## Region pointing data

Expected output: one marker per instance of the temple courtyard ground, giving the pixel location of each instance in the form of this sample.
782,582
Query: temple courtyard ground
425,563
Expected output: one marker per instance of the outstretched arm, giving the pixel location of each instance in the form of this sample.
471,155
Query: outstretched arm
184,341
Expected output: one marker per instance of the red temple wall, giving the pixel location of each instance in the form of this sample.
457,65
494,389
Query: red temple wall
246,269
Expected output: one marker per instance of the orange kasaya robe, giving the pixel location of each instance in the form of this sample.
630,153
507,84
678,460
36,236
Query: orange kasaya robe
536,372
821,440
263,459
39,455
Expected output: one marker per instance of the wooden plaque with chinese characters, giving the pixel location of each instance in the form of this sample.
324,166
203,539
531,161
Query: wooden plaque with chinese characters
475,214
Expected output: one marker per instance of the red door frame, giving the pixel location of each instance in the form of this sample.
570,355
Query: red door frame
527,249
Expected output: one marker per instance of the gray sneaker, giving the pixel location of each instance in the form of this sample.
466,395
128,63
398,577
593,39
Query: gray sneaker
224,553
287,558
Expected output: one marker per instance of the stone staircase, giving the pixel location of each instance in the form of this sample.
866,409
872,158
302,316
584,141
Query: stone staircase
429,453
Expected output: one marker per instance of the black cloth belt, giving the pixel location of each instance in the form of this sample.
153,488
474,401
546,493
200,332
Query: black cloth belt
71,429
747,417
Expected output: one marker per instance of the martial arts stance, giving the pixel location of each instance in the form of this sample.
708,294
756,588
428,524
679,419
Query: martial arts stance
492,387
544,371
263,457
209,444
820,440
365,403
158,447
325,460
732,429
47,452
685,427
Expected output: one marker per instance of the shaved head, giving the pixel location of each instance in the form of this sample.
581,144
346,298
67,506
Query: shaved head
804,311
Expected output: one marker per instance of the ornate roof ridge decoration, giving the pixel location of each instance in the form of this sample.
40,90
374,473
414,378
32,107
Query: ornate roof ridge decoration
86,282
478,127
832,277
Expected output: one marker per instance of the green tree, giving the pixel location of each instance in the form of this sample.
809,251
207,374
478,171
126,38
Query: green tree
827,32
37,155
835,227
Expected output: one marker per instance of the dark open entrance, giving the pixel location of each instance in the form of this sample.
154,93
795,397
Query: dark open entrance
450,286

## TASK GOAL
Reproduce the data above exactly, leaving nothing out.

## RESPONSE
Expected output: one marker per instance of the temple courtyard ground, giving the pixel location of each instance in the form of this sample.
782,582
Query: temple courtyard ground
425,563
Expected output: one marker per instance of the outstretched arm, giving the pixel location of each instance in the form of this sample.
471,155
Query: outstretched arm
184,341
Expected output: one marker per instance of the red temple wall, giving the pixel location of each instance in the form of this sample.
457,65
494,389
Query: red temple wall
246,269
Expected output: one marker per instance of the orange kasaya robe, giving the pixel location of each instance in the form of this sample.
630,153
507,84
678,460
36,236
Query: orange kasaya robe
536,372
821,440
263,459
39,455
Expected output: one marker per instance of the wooden plaque with chinese characters, giving the pixel location of each instance in the form of this sample.
324,166
203,539
531,161
Query: wooden plaque with chinese characters
475,214
Expected output: one marker per instance of the red door frame, giving the pixel location of each instance in the form of this sample.
570,355
Query: red door frame
527,249
Expected output: one marker per instance of the gray sneaker, giving the pixel location of each instance in the form of this sample.
466,395
128,63
398,577
593,39
Query: gray sneaker
224,553
287,558
Expected output: one marker per instance of the stone staircase, giving the pixel location of each instance in the form of this sample.
866,409
872,158
302,316
584,141
Query: stone staircase
429,453
Expected output: one marker per instance of the black cloth belt, giving the pixel location of each instance in the form of this sample.
153,488
474,401
546,493
200,332
Query: black cloth belt
71,429
747,417
Expected output: one marker per instance of the martial arts stance, giving the pixel location of each instance in the form of this sample.
708,294
756,588
428,524
679,419
Query: martial arts stance
492,387
544,371
263,457
209,444
820,440
365,403
158,447
325,460
732,429
47,452
685,427
Expected output: one marker per instance of the shaved head, giving the pixel location of each instance in the form of this sample.
581,144
346,298
67,506
Query: shaved head
804,311
Expected output: one marker per instance of the ornate roof ridge decoration, giving the pixel location of each instance in the form of this sample.
40,90
374,473
414,378
32,107
Query: ornate roof ridge decoration
86,282
478,127
832,277
Expected output: one marker per instance of the green tree, giving the pixel location of each instance in the form of this sample.
809,251
207,374
478,171
126,38
Query: green tree
827,32
37,155
835,227
Expected output: one marker per instance of the dark open entrance, giving the pixel location of each instance in the form of this sample.
154,93
795,397
Query: dark open entrance
450,286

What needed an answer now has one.